Menu

Filter op
content
PONT Klimaat

0

Artikel 3.87

  • 1

    Bij het lozen van afvalwater in een oppervlaktewaterlichaam, op of in de bodem of in een vuilwaterriool als gevolg van de teelt van gewassen in substraat wordt voldaan aan het tweede tot en met negende lid.

  • 2

    Het lozen van afvalwater afkomstig van de teelt van gewassen op een niet-doorlatende ondergrond is toegestaan, indien:

    • a.

      bij een teeltoppervlak van ten hoogste 500 vierkante meter bij bemesting uitsluitend gebruik wordt gemaakt van meststoffen die over langere periode de werkzame bestanddelen afgeven.

    • b.

      bij een teeltoppervlak van meer dan 500 vierkante meter:

      • 1°.

        hemelwater en drainwater worden opgevangen in een opvangvoorziening van ten minste 1.200 kubieke meter per hectare teeltoppervlak;

      • 2°.

        het water uit de opvangvoorziening wordt gebruikt als eerste gietwaterbron, en

      • 3°.

        de bedrijfsvoering erop is gericht om na bemesting of bespuiting de eerste 50 kubieke meter hemelwater per hectare teeltoppervlak te allen tijde op te kunnen vangen in de opvangvoorziening.

  • 3

    In afwijking van het tweede lid, onderdeel b, onder 1°, kan worden volstaan met een opvangvoorziening met een capaciteit van ten minste 500 kubieke meter per hectare teeltoppervlak, indien aanvullend gietwater wordt gebruikt met een natriumgehalte dat gelijkwaardig is aan dat van hemelwater.

  • 4

    Indien de capaciteit van de opvangvoorziening, bedoeld in het tweede en derde lid, volledig is benut wordt het hemelwater geloosd via een overstortvoorziening, die is aangebracht voorafgaand aan de opvangvoorziening.

  • 5

    In afwijking van het tweede en derde lid wordt bij de buitenteelt van aardbeienplanten op trayvelden drainwater opgevangen en hergebruikt en is de bedrijfsvoering erop gericht dat na bemesting of bespuiting de eerste 30 kubieke meter hemelwater per hectare teeltoppervlak wordt opgevangen en hergebruikt.

# AANGELEVERDE GEGEVENS
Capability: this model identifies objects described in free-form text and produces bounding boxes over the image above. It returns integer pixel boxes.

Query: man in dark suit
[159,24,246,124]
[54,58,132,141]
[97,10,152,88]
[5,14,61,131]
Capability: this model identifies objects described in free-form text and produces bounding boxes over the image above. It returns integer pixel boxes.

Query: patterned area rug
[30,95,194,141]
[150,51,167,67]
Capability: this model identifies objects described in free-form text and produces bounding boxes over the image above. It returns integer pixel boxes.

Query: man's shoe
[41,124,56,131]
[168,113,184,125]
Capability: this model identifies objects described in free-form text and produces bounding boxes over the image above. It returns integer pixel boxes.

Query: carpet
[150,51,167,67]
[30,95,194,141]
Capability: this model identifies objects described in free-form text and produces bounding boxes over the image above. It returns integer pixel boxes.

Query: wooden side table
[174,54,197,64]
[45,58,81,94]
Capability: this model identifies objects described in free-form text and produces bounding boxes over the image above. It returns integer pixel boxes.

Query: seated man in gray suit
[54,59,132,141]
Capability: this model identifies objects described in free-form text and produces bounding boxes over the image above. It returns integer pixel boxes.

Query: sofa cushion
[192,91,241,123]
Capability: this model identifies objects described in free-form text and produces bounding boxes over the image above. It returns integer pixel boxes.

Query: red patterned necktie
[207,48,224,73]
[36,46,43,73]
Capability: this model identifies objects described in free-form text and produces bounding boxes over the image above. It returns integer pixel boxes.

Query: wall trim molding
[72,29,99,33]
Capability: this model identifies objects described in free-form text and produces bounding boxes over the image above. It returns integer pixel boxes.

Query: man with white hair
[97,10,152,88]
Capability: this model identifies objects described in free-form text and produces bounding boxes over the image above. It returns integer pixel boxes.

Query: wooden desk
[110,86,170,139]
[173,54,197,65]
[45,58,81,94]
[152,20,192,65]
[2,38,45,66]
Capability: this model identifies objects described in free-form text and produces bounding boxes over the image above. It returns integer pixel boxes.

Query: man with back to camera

# WERKOPDRACHTEN
[A] Schrijf uit de bron letterlijk het stuk over dat loopt van "Bij het lozen" tot en met "met negende lid.".
[B] Hoeveel hemelwater per hectare teeltoppervlak moet volgens de bron bij de buitenteelt van aardbeienplanten op trayvelden na bemesting of bespuiting worden opgevangen en hergebruikt?

# OPLOSSINGEN
[A]
Bij het lozen van afvalwater in een oppervlaktewaterlichaam, op of in de bodem of in een vuilwaterriool als gevolg van de teelt van gewassen in substraat wordt voldaan aan het tweede tot en met negende lid.

[B] De eerste 30 kubieke meter hemelwater per hectare teeltoppervlak.